Kumpulan entri data

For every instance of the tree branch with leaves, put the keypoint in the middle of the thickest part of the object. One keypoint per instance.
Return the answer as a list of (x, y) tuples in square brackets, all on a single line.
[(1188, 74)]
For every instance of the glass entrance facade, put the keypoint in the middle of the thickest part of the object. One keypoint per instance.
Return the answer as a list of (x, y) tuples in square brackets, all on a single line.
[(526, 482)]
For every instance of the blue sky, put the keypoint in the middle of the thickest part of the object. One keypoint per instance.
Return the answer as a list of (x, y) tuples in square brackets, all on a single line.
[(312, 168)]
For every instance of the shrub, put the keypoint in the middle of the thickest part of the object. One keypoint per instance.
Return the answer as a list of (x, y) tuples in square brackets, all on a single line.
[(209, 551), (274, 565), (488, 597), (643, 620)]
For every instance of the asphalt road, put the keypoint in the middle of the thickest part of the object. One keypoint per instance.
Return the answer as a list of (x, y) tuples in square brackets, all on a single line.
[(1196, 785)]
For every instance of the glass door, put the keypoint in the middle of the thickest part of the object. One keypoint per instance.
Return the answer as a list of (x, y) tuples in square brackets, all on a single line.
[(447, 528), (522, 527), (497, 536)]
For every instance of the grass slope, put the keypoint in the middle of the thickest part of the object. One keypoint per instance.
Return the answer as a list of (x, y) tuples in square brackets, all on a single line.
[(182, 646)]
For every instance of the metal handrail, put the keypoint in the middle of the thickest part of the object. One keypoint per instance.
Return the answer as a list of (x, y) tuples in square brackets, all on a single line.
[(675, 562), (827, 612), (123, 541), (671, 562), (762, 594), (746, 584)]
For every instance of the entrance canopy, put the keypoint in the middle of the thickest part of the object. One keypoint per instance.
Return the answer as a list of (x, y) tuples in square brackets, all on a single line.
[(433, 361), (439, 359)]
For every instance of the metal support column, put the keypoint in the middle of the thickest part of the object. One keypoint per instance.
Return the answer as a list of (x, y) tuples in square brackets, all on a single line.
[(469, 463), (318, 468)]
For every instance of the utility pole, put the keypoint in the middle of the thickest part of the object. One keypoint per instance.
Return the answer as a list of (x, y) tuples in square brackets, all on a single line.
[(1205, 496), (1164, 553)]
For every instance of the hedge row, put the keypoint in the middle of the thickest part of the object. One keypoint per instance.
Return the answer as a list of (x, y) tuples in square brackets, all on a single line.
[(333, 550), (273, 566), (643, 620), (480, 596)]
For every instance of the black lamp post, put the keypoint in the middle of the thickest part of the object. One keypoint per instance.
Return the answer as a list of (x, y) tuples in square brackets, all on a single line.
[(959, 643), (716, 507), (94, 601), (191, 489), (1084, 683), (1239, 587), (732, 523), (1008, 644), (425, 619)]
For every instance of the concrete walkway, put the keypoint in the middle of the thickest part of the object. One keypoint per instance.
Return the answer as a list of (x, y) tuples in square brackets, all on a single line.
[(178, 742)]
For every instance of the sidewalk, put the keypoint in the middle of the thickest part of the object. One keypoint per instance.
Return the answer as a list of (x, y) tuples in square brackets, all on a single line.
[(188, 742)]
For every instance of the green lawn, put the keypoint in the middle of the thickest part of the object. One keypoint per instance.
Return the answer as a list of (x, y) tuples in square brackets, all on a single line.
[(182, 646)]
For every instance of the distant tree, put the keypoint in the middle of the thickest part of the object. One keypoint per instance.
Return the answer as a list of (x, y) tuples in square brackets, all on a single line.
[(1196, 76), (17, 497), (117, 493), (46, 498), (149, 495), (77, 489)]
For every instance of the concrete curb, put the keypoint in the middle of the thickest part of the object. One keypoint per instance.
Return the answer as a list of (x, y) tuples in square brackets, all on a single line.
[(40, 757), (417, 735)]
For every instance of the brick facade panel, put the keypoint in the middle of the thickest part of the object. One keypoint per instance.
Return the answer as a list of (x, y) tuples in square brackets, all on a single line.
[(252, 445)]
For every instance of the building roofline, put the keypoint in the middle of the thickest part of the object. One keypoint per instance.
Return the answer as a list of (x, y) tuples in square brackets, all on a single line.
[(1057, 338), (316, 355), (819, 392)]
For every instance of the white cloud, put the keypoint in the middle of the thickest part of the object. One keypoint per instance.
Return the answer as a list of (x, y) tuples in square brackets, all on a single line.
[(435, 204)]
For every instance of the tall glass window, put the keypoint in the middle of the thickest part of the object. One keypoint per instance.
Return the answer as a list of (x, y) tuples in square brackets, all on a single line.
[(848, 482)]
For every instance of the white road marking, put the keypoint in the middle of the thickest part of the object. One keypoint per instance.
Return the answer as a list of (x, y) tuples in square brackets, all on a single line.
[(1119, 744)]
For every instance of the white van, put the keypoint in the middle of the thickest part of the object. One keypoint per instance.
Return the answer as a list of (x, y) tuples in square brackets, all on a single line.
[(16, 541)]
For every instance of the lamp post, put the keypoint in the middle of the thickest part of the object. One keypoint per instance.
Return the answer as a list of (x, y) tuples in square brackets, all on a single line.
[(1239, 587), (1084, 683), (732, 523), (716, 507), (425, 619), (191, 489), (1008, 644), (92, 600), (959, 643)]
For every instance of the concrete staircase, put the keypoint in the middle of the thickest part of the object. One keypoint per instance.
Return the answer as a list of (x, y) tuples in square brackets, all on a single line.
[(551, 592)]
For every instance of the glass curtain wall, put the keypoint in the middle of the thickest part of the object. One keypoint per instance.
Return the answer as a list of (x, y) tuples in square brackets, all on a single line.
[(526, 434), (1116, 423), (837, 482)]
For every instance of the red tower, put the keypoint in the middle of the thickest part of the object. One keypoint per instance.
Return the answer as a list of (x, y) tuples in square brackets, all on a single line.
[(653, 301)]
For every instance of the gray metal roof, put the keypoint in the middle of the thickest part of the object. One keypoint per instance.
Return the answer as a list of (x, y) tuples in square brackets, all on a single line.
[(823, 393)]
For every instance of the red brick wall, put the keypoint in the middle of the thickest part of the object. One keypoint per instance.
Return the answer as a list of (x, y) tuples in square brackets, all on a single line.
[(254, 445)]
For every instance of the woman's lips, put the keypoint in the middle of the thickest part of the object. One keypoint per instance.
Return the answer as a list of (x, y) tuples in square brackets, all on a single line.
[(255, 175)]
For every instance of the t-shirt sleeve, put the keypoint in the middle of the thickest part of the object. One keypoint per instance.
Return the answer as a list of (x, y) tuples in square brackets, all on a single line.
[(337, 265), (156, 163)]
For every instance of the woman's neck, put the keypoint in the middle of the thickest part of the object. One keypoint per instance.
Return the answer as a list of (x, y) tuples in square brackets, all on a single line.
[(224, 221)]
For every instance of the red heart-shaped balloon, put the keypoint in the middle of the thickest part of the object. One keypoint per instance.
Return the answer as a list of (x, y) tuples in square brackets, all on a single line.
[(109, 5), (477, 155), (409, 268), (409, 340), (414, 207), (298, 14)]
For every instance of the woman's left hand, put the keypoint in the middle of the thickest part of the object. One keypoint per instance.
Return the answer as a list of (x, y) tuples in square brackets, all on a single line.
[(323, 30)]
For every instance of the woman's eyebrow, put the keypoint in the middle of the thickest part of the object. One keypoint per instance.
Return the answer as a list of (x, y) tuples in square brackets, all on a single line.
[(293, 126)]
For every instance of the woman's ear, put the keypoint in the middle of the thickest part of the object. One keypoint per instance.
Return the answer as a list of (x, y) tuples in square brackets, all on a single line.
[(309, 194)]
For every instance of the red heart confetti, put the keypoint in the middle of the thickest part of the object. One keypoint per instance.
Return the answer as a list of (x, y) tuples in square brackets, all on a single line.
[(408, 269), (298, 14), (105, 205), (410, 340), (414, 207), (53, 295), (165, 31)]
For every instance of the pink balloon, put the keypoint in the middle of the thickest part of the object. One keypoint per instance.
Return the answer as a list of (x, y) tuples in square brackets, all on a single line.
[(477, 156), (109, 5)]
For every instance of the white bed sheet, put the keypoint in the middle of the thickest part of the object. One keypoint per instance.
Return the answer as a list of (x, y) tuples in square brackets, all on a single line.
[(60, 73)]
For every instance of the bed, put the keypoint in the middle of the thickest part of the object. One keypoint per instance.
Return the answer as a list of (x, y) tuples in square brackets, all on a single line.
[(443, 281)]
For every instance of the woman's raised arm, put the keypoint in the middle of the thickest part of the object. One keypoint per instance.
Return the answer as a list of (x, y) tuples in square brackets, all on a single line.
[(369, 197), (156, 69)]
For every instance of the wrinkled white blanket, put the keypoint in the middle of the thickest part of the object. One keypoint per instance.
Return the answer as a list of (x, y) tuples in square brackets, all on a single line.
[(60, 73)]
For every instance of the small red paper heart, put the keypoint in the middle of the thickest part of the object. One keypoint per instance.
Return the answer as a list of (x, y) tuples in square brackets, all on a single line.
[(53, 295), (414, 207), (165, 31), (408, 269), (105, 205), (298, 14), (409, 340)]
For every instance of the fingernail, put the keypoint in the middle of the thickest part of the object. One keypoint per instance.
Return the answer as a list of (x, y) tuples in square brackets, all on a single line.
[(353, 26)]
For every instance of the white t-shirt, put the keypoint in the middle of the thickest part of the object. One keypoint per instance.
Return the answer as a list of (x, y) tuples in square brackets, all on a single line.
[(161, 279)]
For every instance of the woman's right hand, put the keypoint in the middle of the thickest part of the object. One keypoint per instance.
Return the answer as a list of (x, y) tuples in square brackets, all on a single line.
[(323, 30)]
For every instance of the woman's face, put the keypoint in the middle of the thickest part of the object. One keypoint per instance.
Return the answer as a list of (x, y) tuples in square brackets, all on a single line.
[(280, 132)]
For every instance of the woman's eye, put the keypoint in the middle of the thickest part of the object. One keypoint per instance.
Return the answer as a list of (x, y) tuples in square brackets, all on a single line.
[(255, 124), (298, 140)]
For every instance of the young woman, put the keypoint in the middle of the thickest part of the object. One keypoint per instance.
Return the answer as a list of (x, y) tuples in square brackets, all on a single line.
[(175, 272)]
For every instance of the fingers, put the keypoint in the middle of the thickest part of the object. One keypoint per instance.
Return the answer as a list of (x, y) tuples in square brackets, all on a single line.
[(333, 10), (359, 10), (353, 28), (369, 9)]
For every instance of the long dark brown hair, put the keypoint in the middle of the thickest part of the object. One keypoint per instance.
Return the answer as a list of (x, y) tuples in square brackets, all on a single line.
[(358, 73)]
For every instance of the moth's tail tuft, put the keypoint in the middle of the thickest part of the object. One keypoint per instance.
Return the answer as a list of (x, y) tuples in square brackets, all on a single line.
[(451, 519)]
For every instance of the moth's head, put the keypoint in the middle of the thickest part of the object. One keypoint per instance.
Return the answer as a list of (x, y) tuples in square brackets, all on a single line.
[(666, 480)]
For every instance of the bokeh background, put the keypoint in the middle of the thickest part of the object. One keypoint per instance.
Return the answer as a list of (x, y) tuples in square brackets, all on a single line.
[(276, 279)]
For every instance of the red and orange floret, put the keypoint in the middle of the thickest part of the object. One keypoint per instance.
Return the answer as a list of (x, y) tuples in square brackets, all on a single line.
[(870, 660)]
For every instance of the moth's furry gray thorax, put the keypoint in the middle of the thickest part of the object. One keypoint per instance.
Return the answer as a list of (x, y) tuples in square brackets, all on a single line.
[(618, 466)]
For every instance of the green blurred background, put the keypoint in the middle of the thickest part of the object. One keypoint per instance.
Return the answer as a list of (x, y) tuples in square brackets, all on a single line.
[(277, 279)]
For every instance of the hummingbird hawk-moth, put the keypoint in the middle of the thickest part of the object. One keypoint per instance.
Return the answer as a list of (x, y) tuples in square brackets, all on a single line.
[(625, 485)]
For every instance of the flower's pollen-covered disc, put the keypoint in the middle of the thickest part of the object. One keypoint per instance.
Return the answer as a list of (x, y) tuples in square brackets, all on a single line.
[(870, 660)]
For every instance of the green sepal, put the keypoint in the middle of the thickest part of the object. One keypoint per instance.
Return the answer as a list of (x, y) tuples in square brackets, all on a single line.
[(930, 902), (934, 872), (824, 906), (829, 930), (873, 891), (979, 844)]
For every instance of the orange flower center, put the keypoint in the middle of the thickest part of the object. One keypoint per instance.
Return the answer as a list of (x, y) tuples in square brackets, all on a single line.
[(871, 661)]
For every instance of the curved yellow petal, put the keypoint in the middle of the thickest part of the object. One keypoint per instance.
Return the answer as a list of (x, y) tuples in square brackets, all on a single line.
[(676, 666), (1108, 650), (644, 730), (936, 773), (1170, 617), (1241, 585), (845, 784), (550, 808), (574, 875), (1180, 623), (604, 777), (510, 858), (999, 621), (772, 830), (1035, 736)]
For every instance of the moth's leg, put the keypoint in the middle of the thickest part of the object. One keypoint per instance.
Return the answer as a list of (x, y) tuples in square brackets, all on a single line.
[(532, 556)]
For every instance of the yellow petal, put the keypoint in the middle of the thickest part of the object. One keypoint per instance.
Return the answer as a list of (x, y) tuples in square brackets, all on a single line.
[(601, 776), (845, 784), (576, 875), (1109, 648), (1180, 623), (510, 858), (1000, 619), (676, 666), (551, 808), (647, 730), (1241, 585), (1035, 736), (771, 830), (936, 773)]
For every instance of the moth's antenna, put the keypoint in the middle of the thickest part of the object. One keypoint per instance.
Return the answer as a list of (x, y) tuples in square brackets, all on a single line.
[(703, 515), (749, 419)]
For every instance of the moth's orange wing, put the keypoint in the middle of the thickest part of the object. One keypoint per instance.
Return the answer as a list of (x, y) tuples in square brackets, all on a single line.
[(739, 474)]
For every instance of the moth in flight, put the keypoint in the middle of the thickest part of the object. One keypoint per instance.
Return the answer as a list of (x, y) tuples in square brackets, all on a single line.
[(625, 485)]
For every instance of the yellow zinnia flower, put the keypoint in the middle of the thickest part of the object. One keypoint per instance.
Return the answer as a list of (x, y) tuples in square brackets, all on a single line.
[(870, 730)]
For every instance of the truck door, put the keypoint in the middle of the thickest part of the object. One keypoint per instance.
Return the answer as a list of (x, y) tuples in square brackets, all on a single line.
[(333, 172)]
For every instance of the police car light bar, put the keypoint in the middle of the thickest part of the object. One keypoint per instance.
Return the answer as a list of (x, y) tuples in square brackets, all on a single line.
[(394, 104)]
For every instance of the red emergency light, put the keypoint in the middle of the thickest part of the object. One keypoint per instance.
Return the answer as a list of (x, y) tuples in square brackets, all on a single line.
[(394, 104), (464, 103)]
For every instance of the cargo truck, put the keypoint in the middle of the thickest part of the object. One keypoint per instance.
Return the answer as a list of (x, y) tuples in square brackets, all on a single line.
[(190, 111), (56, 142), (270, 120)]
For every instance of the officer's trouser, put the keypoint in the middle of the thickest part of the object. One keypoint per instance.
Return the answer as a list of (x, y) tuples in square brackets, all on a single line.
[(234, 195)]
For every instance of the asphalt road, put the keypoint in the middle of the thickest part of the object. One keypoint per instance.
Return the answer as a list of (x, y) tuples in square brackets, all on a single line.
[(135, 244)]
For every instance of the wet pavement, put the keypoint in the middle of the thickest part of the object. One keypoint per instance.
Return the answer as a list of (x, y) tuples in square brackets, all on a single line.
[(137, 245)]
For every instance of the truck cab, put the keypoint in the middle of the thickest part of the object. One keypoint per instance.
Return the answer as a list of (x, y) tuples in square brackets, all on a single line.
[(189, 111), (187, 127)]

• Yang Diharapkan: Tuliskan kembali dengan persis baris-baris dari butir di atas, mulai dari baris yang memuat "For every instance of the cargo" dan berakhir pada baris terakhir butir tersebut, termasuk kedua baris batasnya.

• Jawaban Latihan:
For every instance of the cargo truck, put the keypoint in the middle of the thickest part of the object. One keypoint per instance.
Return the answer as a list of (x, y) tuples in square brackets, all on a single line.
[(190, 111), (56, 142), (270, 120)]
For every instance of the officer's trouser, put the keypoint in the middle of the thickest part of the object. One keypoint per instance.
Return the answer as a list of (x, y) tuples in square brackets, all on a single line.
[(234, 195)]
For every instance of the asphalt road, put the keypoint in the middle of the thickest part of the object. One keypoint per instance.
Return the answer as a list of (x, y) tuples in square brackets, all on a single line.
[(135, 244)]
For every instance of the wet pavement, put the keypoint in the middle of the thickest part of the object. One keypoint per instance.
Return the answer as a list of (x, y) tuples in square brackets, all on a single line.
[(137, 245)]
For every instance of the truck cab, put the keypoint in the middle of the thickest part of the object. One keypoint per instance.
Return the answer as a list of (x, y) tuples in square brackets, all on a single line.
[(189, 111), (187, 127)]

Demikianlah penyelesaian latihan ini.